*Extracted data*.
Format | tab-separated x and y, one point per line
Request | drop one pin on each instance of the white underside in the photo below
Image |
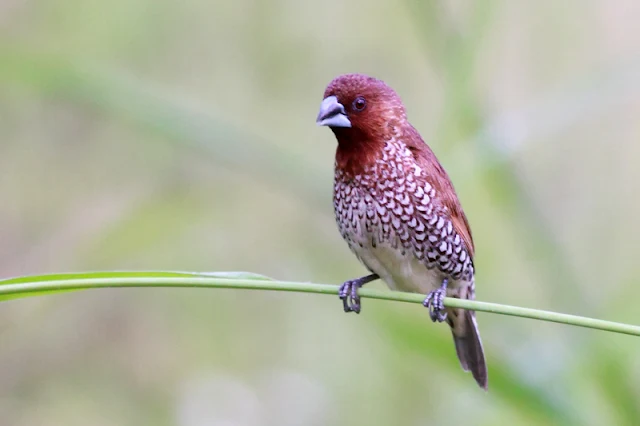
401	272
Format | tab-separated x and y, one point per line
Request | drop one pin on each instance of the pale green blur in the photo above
155	134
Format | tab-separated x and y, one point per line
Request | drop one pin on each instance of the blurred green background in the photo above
157	134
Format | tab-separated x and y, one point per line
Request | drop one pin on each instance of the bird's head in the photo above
361	111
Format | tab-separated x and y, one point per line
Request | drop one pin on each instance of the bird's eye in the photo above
359	103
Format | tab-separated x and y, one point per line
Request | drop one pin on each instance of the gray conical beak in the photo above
332	113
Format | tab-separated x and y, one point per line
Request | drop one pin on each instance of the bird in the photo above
398	211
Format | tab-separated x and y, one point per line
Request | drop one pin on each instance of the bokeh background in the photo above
180	135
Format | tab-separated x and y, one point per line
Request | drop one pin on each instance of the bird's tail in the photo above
468	344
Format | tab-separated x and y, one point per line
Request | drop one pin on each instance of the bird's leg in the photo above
435	302
349	292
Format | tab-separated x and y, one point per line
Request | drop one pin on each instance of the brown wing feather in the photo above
439	179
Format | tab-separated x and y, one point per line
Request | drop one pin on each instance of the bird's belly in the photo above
399	269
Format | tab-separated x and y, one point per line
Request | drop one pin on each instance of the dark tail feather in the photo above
469	347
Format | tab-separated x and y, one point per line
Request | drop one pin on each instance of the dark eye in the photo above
359	103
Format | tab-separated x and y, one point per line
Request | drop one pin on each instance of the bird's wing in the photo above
438	178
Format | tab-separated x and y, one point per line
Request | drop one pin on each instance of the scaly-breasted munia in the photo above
397	209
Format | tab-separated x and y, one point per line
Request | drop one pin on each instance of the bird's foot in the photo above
435	302
349	293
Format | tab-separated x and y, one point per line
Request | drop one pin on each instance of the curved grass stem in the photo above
25	287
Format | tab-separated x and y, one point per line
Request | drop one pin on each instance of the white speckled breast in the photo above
388	217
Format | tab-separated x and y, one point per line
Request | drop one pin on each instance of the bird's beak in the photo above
332	113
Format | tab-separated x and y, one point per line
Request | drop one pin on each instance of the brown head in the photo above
362	112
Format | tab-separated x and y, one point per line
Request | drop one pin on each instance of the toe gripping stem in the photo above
435	302
349	292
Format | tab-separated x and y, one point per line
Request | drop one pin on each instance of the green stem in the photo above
252	284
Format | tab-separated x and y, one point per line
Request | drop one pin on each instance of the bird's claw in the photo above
435	302
349	295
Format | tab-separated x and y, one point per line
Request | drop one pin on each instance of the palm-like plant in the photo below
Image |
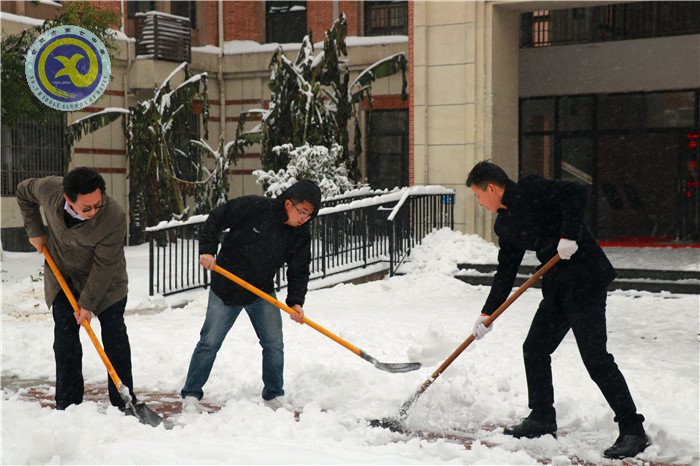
312	100
156	190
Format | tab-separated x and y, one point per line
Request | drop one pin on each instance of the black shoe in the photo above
529	428
627	446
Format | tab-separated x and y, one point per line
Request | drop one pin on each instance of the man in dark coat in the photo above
547	217
85	232
264	234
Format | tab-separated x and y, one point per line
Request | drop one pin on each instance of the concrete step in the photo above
655	281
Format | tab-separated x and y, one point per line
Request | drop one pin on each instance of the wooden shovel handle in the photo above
86	325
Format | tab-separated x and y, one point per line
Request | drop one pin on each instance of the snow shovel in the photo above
385	366
140	411
397	424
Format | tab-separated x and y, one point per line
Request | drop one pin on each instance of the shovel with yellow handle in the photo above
140	411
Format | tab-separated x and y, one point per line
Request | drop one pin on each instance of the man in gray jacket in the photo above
85	232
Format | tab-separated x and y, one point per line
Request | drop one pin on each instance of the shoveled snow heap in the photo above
421	316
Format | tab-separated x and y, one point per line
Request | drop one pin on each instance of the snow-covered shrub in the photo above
316	163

*What to do*. Without the pictures, return all the records precisely as they stand.

*Answer to this task*.
Format | tab-separated x and y, one point per line
Request | drop one pin on each instance of the white underside in the photo below
Image |
401	272
Format | tab-separated x and y, one point per line
Request | drop one pin on each instance of the pale green blur in the photo above
155	134
Format | tab-separated x and y, one point per line
Request | drop one pin on each instance of the blurred green background in the photo above
157	134
Format | tab-separated x and y, one point per line
Request | drop one pin on each instance of the bird's head in the photo above
361	111
Format | tab-separated x and y, one point per line
Request | drop one pin on each instance of the bird's eye in the photo above
359	103
Format | tab-separated x and y, one point per line
Request | drop one pin on each instance of the gray conical beak in the photo above
332	113
Format | tab-separated x and y, one point per line
Request | drop one pin on each instance of the bird in the photo above
398	211
Format | tab-separated x and y, one point per line
Request | drop one pin on each instance of the bokeh background in the photo above
180	135
Format | tab-separated x and y, one point per line
Request | drop one pin on each instance of the bird's tail in the photo above
468	344
Format | tab-separated x and y, one point per line
Request | drop one pin on each instance of the bird's leg in the photo above
435	302
349	292
Format | tab-separated x and y, one point per line
Request | drop one pin on each instance of the brown wing feather in the photo above
439	179
Format | tab-separated x and y, one point per line
Request | drop one pin on each instance of the bird's belly in the photo above
399	269
Format | tab-separated x and y, one point per line
Request | drop one pin on each instance of the dark tail feather in the photo above
469	347
Format | tab-separated x and y, one point per line
Request | drop one pin on each instance of the dark eye in the photo above
359	103
Format | tab-separated x and y, one point per line
Request | drop one pin on each instance of the bird's wing in the photo above
438	178
Format | tab-separated x and y, one point per line
Request | drop one pin on each instance of the scaly-breasted munia in the photo above
397	209
Format | tab-separated x and y, one point per line
Request | drop one pin on each instance of the bird's foot in the photo above
435	302
349	293
Format | tab-separated x and y, one point per line
Request | drop one pin on each instance of the curved grass stem in the photo above
25	287
Format | tab-separated x and y, one point per line
Request | drop one pin on each instance of the white speckled breast in the photo above
388	217
Format | tab-separated x and y, one point per line
Request | drop one pin on each instance of the bird's beak in the photo above
332	113
Format | tab-separated x and y, one point per line
Request | drop one pin on each instance of the brown head in the photo above
362	112
Format | tab-separated x and y, one point per line
Request | drop one pin on each instance of the toe gripping stem in the photo above
435	302
349	292
Format | tab-separated x and y, one point per line
Request | drop one pin on each instance of the green stem in the photo above
252	284
Format | tab-separated x and y, one point per line
Request | drop one pin on each instance of the bird's claw in the photo above
435	302
349	295
Format | tab-separated x and y, one point per line
Request | drop one pin on each instance of the palm-like plant in the photo below
Image |
312	100
156	190
Format | tab-separated x and y, one point per line
Request | drop one pin on each instance of the black shoe in the photo above
529	428
627	446
Format | tab-separated x and y, one point per line
Request | drop one pin on each instance of the man in dark coat in the photo above
547	217
85	232
264	234
Format | tab-separated x and y, one point per line
Request | drop one pin on each instance of the concrete step in the photo above
655	281
Format | tab-separated x and y, one point per line
Request | drop one pin on each instance of the wooden shovel handle in the photo above
86	325
Format | tab-separated x and y, one point per line
Request | drop one pin on each instance of the snow shovel in the photo above
385	366
140	411
397	424
Format | tab-separated x and y, one point per line
Request | drop one pin on each instance of the shovel with yellow handle in the photo above
140	411
Format | tab-separated x and y, one point per line
Request | drop one pin on each instance of the man in gray jacket in the photo above
85	232
Format | tab-separated x and y, one point per line
Request | drop one pin on each instance of the shoveled snow heap in the photo above
421	316
Format | tab-separated x and y, one point per line
Request | drop one pin on each instance of the snow-covered shrub in the photo above
316	163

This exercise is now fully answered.